Problema posto A » Riporta il passo della biografia di Silvano Gilardi che parte da "Come i fratelli" e termina con "tecnici e inventivi.".

Estratto del documento »
Biografia "storico-critica"
Silvano Gilardi nasce il 23 ottobre 1933 a Torino dove il padre Mario si è
trasferito dalla originaria Svizzera italiana per frequentare l’Accademia
Albertina e proseguire la lunghissima tradizione famigliare di pittore e restauratore.
Come i fratelli (Italo, Sandro e il più giovane e noto Piero) è
indotto fin dall’infanzia a fare, del disegno prima e della pittura poi,
un’abitudine quotidiana sempre suscettibile di miglioramenti tecnici e inventivi.
A 26 anni decide di operare in proprio come restauratore, sia in Piemonte che
in Ticino, ma ben presto sente la necessità, quasi l’inevitabilità,
di dedicarsi decisamente alla pittura. Quindi inizia l’attività espositiva
di grafica e pittura nella quale ben presto riscuote premi e successi: nel 1953
vince il prestigioso II° premio alla mostra del “Bianco e Nero”

Problema posto B » Estrai dai record ogni riga in cui compare la stringa "instance".

Voci per l'etichettatura dei contorni »
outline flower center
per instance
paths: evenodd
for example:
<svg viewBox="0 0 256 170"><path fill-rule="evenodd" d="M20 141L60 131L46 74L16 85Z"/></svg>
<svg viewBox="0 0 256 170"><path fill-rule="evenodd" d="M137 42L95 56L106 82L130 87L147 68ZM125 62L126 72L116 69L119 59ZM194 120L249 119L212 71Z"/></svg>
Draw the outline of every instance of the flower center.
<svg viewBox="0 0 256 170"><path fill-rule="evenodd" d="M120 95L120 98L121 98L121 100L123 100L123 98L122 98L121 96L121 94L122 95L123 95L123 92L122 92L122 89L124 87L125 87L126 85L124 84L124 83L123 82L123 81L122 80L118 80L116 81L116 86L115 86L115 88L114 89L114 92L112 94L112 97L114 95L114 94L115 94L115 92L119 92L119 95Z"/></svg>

Risposta completa A »
Come i fratelli (Italo, Sandro e il più giovane e noto Piero) è
indotto fin dall’infanzia a fare, del disegno prima e della pittura poi,
un’abitudine quotidiana sempre suscettibile di miglioramenti tecnici e inventivi.

Risposta completa B »
per instance
Draw the outline of every instance of the flower center.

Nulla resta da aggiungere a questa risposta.